● Texto para leitura
========

Tem feito sucesso na internet (valendo até uma nota breve no popular site da Revista Galileu) a alegação, interessante, mas de base extremamente frágil, de que cientistas teriam determinado que as plantas dotadas de flores, chamadas angiospermas, teriam aparecido na Terra antes dos dinossauros. De fato, a nota da revista traz como título “âmbar preserva flor que surgiu 50 milhões de anos antes dos dinossauros”. Em primeiro lugar, penso que o título induz ao erro. Vi pessoas concluindo que o âmbar e a flor dentro dele formaram-se 50 milhões de anos antes de os dinossauros aparecerem na natureza, o que não poderia estar mais longe da verdade.

Flores preservadas em âmbar proveniente de Myanmar, alocadas em duas espécies de plantas com flores (angiospermas) da família Rhamnaceae, foram descritas em artigo publicado online no dia 31 de janeiro de 2022 na Nature Plants. Os fósseis têm aproximadamente 99 milhões de anos e, portanto, são do Cretáceo. Lembre-se de que foi no final do Cretáceo, há 66 milhões de anos, que a maioria (as aves ainda estão por aí!) dos dinossauros foi extinta. Ou seja, os fósseis são muito mais recentes que a origem dos dinossauros, que surgiram há cerca de 240 milhões de anos, durante o período Triássico.

Mas o artigo de janeiro não é o que gerou o engajamento recente. Na verdade, foram especialmente duas publicações, uma de julho e outra de agosto. Ali, os autores alegam o seguinte, essencialmente: a presença da família Rhamnaceae há 99 milhões de anos implica que o grupo das angiospermas surgiu antes do Triássico, ainda durante o período Permiano (de 289 milhões a 252 milhões de anos atrás), talvez antes.

Embora a origem e diversificação das angiospermas sejam motivo de intenso escrutínio e tenham sido um “abominável mistério” desde os tempos de Charles Darwin, devemos ser cautelosos ao avaliar os resultados dos estudos que ganharam as manchetes. Apesar de uma origem anterior ao Triássico não ser necessariamente impossível, os trabalhos citados na imprensa têm sido alvo de críticas entre alguns pesquisadores.

Há críticas puramente técnicas, que apesar de valiosas, não podemos cobrir aqui. E há indicações mais sutis que nos fazem suspeitar automaticamente da qualidade desses artigos. Em um deles lê-se que o limite entre Permiano e Jurássico ocorreu há 251 milhões de anos. É um erro grosseiro: o Permiano faz “fronteira” com o Triássico, não com o Jurássico. Além disso, há diversos erros de digitação. Isso sugere que, no mínimo, o artigo não foi adequadamente revisado. Por fim, é preciso enfatizar que não há sequer um único fóssil indubitavelmente atribuível a uma angiosperma que date de antes do Cretáceo.

========

● Tarefa a realizar
Atualize o texto sobre a origem das angiospermas, reproduzindo tudo desde "Mas o artigo" até "entre alguns pesquisadores." com "engajamento" substituído por "interesse".

========

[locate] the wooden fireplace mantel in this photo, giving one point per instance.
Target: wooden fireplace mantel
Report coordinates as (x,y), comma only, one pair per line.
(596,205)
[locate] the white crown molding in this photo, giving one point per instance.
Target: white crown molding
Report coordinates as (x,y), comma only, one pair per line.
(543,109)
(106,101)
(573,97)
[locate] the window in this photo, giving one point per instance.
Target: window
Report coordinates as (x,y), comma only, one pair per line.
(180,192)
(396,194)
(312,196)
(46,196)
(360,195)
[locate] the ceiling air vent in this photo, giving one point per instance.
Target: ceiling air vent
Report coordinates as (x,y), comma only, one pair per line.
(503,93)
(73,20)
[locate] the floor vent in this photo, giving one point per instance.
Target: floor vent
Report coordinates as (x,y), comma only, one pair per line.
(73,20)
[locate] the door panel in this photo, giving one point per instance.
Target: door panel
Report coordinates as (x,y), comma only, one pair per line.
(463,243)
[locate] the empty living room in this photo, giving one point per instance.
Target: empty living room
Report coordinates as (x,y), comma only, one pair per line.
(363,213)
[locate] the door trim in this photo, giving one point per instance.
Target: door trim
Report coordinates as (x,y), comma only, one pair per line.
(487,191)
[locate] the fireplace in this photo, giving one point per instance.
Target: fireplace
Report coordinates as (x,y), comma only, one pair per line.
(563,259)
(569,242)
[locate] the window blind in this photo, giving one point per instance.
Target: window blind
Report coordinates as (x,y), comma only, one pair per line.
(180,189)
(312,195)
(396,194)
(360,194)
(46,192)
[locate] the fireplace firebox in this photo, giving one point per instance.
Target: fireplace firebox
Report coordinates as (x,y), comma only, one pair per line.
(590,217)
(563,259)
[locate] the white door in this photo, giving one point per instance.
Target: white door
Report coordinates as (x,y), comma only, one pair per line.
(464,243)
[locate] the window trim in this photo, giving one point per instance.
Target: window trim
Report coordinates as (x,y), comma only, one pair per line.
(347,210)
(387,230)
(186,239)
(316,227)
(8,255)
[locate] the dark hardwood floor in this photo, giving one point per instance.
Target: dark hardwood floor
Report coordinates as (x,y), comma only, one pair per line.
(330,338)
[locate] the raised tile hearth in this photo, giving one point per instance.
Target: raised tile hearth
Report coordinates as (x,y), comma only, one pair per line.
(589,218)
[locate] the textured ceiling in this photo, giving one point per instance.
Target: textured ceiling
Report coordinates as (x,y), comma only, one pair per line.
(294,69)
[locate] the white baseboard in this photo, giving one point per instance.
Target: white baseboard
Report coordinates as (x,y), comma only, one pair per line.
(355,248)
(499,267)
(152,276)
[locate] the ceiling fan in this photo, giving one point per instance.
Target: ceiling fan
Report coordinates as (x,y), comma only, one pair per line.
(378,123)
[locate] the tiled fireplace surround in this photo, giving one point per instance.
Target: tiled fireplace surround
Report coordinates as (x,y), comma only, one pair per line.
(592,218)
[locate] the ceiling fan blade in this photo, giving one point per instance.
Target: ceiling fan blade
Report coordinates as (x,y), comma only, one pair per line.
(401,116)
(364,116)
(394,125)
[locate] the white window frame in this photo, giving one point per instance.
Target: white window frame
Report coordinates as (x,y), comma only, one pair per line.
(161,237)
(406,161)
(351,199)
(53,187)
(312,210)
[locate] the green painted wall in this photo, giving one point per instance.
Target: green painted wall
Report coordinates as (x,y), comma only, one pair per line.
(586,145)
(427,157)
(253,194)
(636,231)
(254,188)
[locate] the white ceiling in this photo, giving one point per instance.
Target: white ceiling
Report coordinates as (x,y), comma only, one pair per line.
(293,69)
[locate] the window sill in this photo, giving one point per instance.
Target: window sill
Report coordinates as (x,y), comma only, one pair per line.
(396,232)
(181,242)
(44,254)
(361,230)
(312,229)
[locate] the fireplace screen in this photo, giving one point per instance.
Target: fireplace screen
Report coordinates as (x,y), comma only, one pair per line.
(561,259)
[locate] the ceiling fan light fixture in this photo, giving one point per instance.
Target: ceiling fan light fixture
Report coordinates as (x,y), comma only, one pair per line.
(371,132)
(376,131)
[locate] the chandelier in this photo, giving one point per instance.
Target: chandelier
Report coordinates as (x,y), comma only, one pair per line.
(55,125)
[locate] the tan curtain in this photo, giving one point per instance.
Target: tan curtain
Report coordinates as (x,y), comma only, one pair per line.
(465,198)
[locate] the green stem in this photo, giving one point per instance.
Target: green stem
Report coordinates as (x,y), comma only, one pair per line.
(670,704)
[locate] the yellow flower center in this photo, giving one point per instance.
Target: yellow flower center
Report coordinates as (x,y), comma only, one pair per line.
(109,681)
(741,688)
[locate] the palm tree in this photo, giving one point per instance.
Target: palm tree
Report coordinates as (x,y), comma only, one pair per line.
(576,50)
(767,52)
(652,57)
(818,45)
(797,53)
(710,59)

========

● Resposta escrita
Mas o artigo de janeiro não é o que gerou o interesse recente. Na verdade, foram especialmente duas publicações, uma de julho e outra de agosto. Ali, os autores alegam o seguinte, essencialmente: a presença da família Rhamnaceae há 99 milhões de anos implica que o grupo das angiospermas surgiu antes do Triássico, ainda durante o período Permiano (de 289 milhões a 252 milhões de anos atrás), talvez antes.

Embora a origem e diversificação das angiospermas sejam motivo de intenso escrutínio e tenham sido um “abominável mistério” desde os tempos de Charles Darwin, devemos ser cautelosos ao avaliar os resultados dos estudos que ganharam as manchetes. Apesar de uma origem anterior ao Triássico não ser necessariamente impossível, os trabalhos citados na imprensa têm sido alvo de críticas entre alguns pesquisadores.